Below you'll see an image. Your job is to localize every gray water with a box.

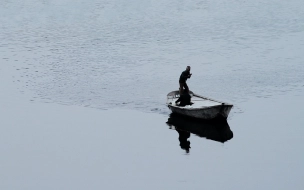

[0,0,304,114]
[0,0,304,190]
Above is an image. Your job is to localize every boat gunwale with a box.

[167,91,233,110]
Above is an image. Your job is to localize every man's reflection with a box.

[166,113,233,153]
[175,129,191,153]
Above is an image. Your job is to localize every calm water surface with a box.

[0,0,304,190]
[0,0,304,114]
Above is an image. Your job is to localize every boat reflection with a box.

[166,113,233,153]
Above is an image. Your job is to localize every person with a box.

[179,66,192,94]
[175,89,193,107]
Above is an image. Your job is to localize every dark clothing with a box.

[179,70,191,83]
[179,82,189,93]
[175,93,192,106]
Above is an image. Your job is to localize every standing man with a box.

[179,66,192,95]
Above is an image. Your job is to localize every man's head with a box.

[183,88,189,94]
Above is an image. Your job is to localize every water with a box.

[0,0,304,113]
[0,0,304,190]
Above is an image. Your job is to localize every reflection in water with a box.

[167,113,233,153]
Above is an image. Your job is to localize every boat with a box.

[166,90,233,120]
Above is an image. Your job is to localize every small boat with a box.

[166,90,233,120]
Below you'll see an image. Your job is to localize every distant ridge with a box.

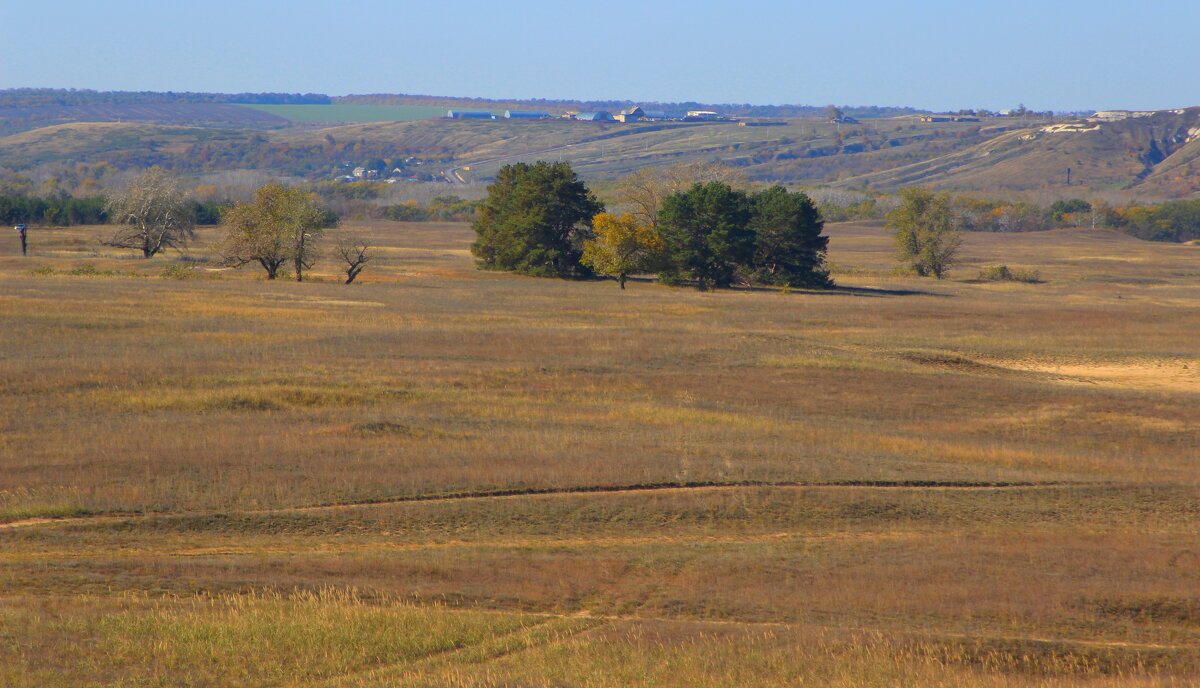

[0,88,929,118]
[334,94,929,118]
* * *
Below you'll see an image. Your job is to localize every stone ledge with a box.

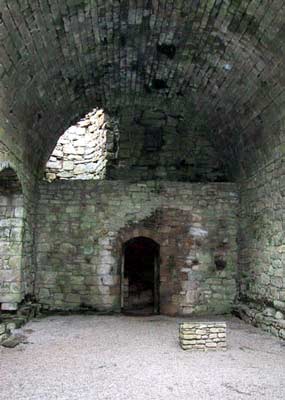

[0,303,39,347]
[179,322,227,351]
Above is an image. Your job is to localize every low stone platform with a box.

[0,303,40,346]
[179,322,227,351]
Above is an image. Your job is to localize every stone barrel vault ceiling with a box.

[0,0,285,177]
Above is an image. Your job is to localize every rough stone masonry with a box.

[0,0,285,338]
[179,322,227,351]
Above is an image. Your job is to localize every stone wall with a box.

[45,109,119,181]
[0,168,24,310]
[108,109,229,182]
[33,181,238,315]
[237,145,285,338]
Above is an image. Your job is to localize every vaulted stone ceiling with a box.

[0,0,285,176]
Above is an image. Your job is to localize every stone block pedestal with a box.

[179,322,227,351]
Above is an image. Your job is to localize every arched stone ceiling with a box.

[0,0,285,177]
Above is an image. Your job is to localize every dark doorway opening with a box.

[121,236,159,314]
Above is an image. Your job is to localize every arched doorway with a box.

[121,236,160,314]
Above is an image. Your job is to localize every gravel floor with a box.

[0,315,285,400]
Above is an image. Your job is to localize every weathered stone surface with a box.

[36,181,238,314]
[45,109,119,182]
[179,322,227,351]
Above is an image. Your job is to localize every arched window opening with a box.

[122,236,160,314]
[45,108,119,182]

**Task directions**
Reproduce the lines of the data above, starting at the line that contains "ridge with a box." and ending at the line that contains "[334,94,929,118]", with both of those lines included. Leave the pictures out of your answer.

**Finished exercise**
Below you'll see an image. Your job is to localize every distant ridge with a box.


[0,88,929,118]
[334,94,929,118]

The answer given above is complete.